Exercise description: All entries below need to be written out exactly, but without their pictures.

Exercise inputs:
* * *

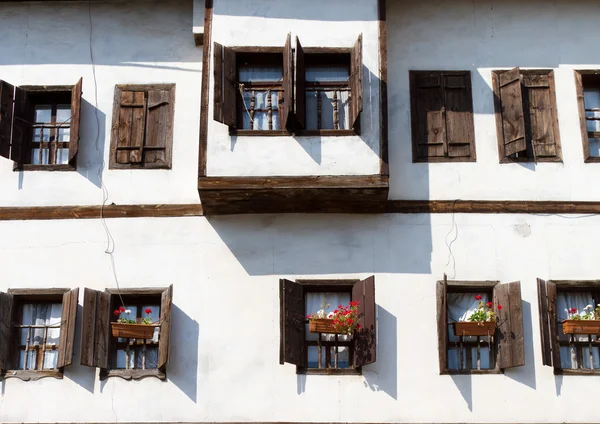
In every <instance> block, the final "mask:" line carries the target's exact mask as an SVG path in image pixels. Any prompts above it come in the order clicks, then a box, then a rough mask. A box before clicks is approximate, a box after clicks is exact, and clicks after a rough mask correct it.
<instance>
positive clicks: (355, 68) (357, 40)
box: [350, 34, 363, 129]
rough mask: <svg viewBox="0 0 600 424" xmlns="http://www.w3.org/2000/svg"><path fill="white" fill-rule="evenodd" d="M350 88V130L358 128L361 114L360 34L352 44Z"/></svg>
mask: <svg viewBox="0 0 600 424" xmlns="http://www.w3.org/2000/svg"><path fill="white" fill-rule="evenodd" d="M350 62H351V63H350V67H351V68H350V88H351V94H352V99H351V102H350V125H351V126H352V128H354V129H357V128H360V122H359V120H360V113H361V112H362V108H363V104H362V96H363V94H362V92H363V86H362V80H363V62H362V34H361V35H359V36H358V40H356V43H355V44H354V48H353V49H352V54H351V58H350Z"/></svg>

* * *

Task result:
In every <instance> block, the final "mask:" line carries the target's exact mask as an SVG path in image pixels. Any prompts above it come in the order clicks, then a box, then a rough mask. A box before clicks is approximate, a box after clicks is exact, and clicks after a rough mask correct it.
<instance>
positive clicks: (355, 68) (357, 40)
box: [350, 34, 363, 129]
rough mask: <svg viewBox="0 0 600 424" xmlns="http://www.w3.org/2000/svg"><path fill="white" fill-rule="evenodd" d="M350 88V130L358 128L361 114L360 34L352 44Z"/></svg>
mask: <svg viewBox="0 0 600 424" xmlns="http://www.w3.org/2000/svg"><path fill="white" fill-rule="evenodd" d="M350 62H351V63H350V67H351V68H350V88H351V94H352V99H351V102H350V125H351V126H352V128H354V129H357V128H360V122H359V120H360V113H361V112H362V108H363V104H362V96H363V94H362V92H363V86H362V80H363V62H362V34H361V35H359V36H358V40H356V43H355V44H354V48H353V49H352V54H351V58H350Z"/></svg>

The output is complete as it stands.